● **EXTRACT TO READ**
[Start of section]

In meeting the demands of their life cycles, waterbirds depend on high quality wetland habitats in many countries. However, this pattern of existence of migratory waterbirds has come under increasing threat. Rapid human development across the globe has dramatically increased pressure on intertidal and freshwater wetlands and other habitats which has resulted in their degradation and loss, their pollution and increased harvest of waterbirds. Efforts to conserve migratory species in one country can only be effective if they are complemented by actions in all countries through which the species moves during its annual cycle. Complementary actions in all areas of their range are therefore essential for the conservation of migratory waterbird species.
In recognition of the threats to migratory waterbirds and their habitats and the need for action across the region to conserve them and their habitats, the Asia-Pacific Migratory Waterbird Conservation Strategy: 1996-2000 was developed. The Strategy has been highly successful in promoting international activity related to flyway co-operation for waterbirds.
Significant achievements of the Strategy 1996-2000 include:
- the establishment of international site networks for three species-groups (Shorebirds, Cranes, and Anatidae) that focus on promoting conservation of important wetlands in the East Asian-Australasian Flyway from the breeding grounds (northern hemisphere) through staging areas to the non-breeding areas (in the northern and southern hemispheres); and
- the increased awareness, co-ordination, involvement and support by governments, conservation conventions, NGOs, and local people in the implementation of the Strategy.
The workshop reviewed and exchanged information on the implementation of the "Asia-Pacific Migratory Waterbird Conservation Strategy: 1996-2000". Recognising the achievement of this Strategy and building on it’s strength, efficiency of the flyway approach methodology and the multilateral cooperation of this Strategy, and also effective implementation of the related activities in collaboration between governments and NGOs, the workshop approved the "Asia-Pacific Migratory Waterbird Conservation Strategy: 2001-2005". The Strategy 2001-2005 aims to further enhance the long-term conservation of migratory waterbirds and their habitats in the Asia-Pacific region through a number of elements including;
- Action plans for species-groups and globally threatened species.
- Effectively managed networks of sites that are internationally important for migratory waterbirds.

[End of section]

● **Saved items**

[Start of section]

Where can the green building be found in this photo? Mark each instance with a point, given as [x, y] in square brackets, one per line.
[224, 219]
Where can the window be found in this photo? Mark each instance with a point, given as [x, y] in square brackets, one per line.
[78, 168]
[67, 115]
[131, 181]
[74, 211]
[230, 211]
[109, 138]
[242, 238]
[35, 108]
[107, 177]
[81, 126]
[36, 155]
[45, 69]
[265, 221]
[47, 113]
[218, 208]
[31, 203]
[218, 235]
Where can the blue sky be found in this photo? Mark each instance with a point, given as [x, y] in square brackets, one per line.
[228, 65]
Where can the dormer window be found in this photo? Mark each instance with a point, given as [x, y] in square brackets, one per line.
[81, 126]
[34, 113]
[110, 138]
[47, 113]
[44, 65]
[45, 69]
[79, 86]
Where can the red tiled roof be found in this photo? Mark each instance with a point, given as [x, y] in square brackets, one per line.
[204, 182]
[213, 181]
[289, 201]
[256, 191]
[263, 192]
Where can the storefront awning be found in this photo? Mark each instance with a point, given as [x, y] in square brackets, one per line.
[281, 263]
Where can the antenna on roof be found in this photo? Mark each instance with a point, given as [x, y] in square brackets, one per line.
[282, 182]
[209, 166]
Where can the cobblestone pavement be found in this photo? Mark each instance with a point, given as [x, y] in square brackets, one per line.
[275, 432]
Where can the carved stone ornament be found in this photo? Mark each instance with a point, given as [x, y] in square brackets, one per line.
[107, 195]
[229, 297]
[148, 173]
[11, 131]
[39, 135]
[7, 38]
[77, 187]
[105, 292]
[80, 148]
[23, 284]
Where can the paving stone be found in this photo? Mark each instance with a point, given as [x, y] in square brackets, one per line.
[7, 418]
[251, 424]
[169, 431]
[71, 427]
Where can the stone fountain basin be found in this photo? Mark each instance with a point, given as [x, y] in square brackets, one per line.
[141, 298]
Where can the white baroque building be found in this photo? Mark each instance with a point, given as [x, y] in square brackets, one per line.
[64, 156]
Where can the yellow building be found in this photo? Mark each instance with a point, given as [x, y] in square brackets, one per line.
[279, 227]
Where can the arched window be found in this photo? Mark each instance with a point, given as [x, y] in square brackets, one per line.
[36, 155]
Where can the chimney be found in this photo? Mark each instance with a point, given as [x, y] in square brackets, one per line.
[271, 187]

[End of section]

Can you rewrite the part of the waterbird conservation passage that opens with "The workshop reviewed" and closes with "for migratory waterbirds.", putting "meeting" in place of "workshop"?

● **WRITTEN SOLUTION**
The meeting reviewed and exchanged information on the implementation of the "Asia-Pacific Migratory Waterbird Conservation Strategy: 1996-2000". Recognising the achievement of this Strategy and building on it’s strength, efficiency of the flyway approach methodology and the multilateral cooperation of this Strategy, and also effective implementation of the related activities in collaboration between governments and NGOs, the meeting approved the "Asia-Pacific Migratory Waterbird Conservation Strategy: 2001-2005". The Strategy 2001-2005 aims to further enhance the long-term conservation of migratory waterbirds and their habitats in the Asia-Pacific region through a number of elements including;
- Action plans for species-groups and globally threatened species.
- Effectively managed networks of sites that are internationally important for migratory waterbirds.